Quando alguns anos mais tarde sua chefe se mudou para Nova Iorque acompanhando o marido, Ivanisa já andava com suas próprias pernas. O Secretário do Planejamento, seu chefe, foi convidado para ser Secretário do Meio Ambiente e a levou com ele. Um novo e maravilhoso mundo se abriu para ela.
Ele era um editor frustrado e realizou seu sonho elaborando um grande projeto de edição de publicações sobre meio ambiente. Fazia a revisão de todos os textos e a normalização técnica. Havia uma produtora gráfica muito competente, de quem ficou muito amiga e que a ensinou muitas coisas. Exerceu essa função durante cinco anos e, em 1991, aos 53 anos, foi convidada para ser gerente do Parque Ecológico Monsenhor Emilio Jose Salim, em Campinas.
Mudou-se para Campinas e outro mundo se descortinou diante dos seus olhos. O parque tinha um casarão da época do café, restaurado e transformado em museu ambiental e um milhão de metros quadrados de jardins projetados pelo Burle Marx. O CIPAM – Centro Integrado de Percepção Ambiental – deveria transformar-se em um pólo irradiador de conhecimentos sobre meio ambiente. Chegou a receber três mil estudantes por mês trabalhando temas como o lixo, a poluição, o clima, as águas, a história econômica da região e a interferência no meio ambiente. Para transmitir aos estudantes da região os conhecimentos sobre meio ambiente.

........

Requisitos das tarefas:
A) Resuma o trecho sobre a trajetória de Ivanisa em exatamente duas frases.
B) De acordo com o trecho, quem projetou os jardins do parque em Campinas?

Seção de dados:
........

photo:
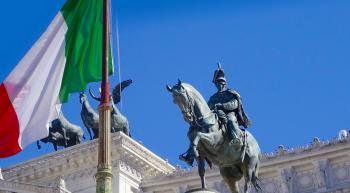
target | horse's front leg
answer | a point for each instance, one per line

........

Respostas abaixo:
A) Ivanisa passou a trabalhar na Secretaria do Meio Ambiente com seu chefe, que a levou consigo, e durante cinco anos revisou e normalizou os textos de um grande projeto de publicações sobre meio ambiente. Em 1991, aos 53 anos, foi convidada para ser gerente do Parque Ecológico Monsenhor Emilio Jose Salim, em Campinas, cujo centro de percepção ambiental chegou a receber três mil estudantes por mês.

B) Burle Marx.